Extrai do texto fornecido abaixo, sem qualquer alteração, tudo o que vai desde "Não te amo como" até "os olhos, adormeço.".

Texto fornecido:
◇ ◇ ◇ ◇

Tercer Libro de Las Odas

É assim que te quero

 
É assim que te quero, amor,
assim, amor, é que eu gosto de ti,
tal como te vestes
e como arranjas
os cabelos e como
a tua boca sorri,
ágil como a água
da fonte sobre as pedras puras,
é assim que te quero, amada,
Ao pão não peço que me ensine,
mas antes que não me falte
em cada dia que passa.
Da luz nada sei, nem donde
vem nem para onde vai,
apenas quero que a luz alumie,
e também não peço à noite explicações,
espero-a e envolve-me,
e assim tu pão e luz
e sombra és.
Chegastes à minha vida
com o que trazias,
feita
de luz e pão e sombra, eu te esperava,
e é assim que preciso de ti,
assim que te amo,
e os que amanhã quiserem ouvir
o que não lhes direi, que o leiam aqui
e retrocedam hoje porque é cedo
para tais argumentos.
Amanhã dar-lhes-emos apenas
uma folha da árvore do nosso amor, uma folha
que há de cair sobre a terra
como se a tivessem produzido os nosso lábios,
como um beijo caído
das nossas alturas invencíveis
para mostrar o fogo e a ternura
de um amor verdadeiro.
 
É assim que te quero

A DANÇA

 
Não te amo como se fosses uma rosa ou um topázio
Ou a flecha de cravos, que o fogo lança.
Amo-te como certas coisas escuras devem ser amadas,
Em segredo, entre a sombra e a alma.
Amo-te como a planta que não floresce e carrega,
Escondida dentro de si, a luz de todas as flores.
E, graças ao teu amor, escura no meu corpo
Vive a densa fragrância que cresce da terra.
Amo-te sem saber como ou quando ou de onde.
Amo-te tal como és, sem complexos nem orgulhos.
Amo-te assim porque não sei outro caminho além deste
Onde não existo eu nem tu.
Tão perto que a tua mão no meu peito é a minha mão.
Tão perto que, quando fechas os olhos, adormeço.
 
A DANÇA

Notas de Rui Oliveira e Sousa

 
Chile – Pablo Neruda e a Isla Negra

A visita que fiz a Isla Negra foi um dos momentos mais agradáveis, e, igualmente, mais emocionante, desta minha última deslocação à América do Sul.

◇ ◇ ◇ ◇

Excertos dos registos:
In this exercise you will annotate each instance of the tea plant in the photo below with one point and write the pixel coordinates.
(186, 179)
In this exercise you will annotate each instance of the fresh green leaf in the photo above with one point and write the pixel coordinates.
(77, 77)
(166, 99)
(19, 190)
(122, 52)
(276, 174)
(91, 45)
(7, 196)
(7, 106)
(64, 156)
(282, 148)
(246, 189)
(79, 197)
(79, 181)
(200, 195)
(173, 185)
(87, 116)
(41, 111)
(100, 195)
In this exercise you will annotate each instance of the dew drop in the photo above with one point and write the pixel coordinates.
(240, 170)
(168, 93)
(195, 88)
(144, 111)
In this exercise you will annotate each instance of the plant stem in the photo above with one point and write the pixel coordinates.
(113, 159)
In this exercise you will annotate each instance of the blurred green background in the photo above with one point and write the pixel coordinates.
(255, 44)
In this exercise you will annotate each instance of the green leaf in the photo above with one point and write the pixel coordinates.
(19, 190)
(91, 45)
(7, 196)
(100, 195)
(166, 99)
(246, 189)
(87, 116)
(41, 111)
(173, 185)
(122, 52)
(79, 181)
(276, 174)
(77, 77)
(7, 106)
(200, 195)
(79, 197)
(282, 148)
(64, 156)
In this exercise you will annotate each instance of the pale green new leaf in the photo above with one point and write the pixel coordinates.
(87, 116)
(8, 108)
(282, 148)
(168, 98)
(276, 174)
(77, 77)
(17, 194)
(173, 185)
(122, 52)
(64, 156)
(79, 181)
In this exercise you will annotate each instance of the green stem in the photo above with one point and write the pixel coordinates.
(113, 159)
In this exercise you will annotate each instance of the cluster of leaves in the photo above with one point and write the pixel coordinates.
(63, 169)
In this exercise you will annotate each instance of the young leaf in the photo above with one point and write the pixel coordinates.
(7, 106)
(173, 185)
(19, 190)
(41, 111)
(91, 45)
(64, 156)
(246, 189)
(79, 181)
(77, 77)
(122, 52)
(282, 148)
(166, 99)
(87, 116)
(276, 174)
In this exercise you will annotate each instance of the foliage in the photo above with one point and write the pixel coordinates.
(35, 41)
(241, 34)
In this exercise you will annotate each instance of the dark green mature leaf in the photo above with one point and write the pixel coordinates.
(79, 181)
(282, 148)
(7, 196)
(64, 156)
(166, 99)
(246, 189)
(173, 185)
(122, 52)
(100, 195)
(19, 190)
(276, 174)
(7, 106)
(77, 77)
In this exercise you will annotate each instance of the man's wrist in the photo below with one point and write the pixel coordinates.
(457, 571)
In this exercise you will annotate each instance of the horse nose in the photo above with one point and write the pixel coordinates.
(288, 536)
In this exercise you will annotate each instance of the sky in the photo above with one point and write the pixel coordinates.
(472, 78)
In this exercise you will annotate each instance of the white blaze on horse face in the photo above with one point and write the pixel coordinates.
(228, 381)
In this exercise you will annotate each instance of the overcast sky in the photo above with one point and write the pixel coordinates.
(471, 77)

◇ ◇ ◇ ◇

Resultado abaixo:
Não te amo como se fosses uma rosa ou um topázio
Ou a flecha de cravos, que o fogo lança.
Amo-te como certas coisas escuras devem ser amadas,
Em segredo, entre a sombra e a alma.
Amo-te como a planta que não floresce e carrega,
Escondida dentro de si, a luz de todas as flores.
E, graças ao teu amor, escura no meu corpo
Vive a densa fragrância que cresce da terra.
Amo-te sem saber como ou quando ou de onde.
Amo-te tal como és, sem complexos nem orgulhos.
Amo-te assim porque não sei outro caminho além deste
Onde não existo eu nem tu.
Tão perto que a tua mão no meu peito é a minha mão.
Tão perto que, quando fechas os olhos, adormeço.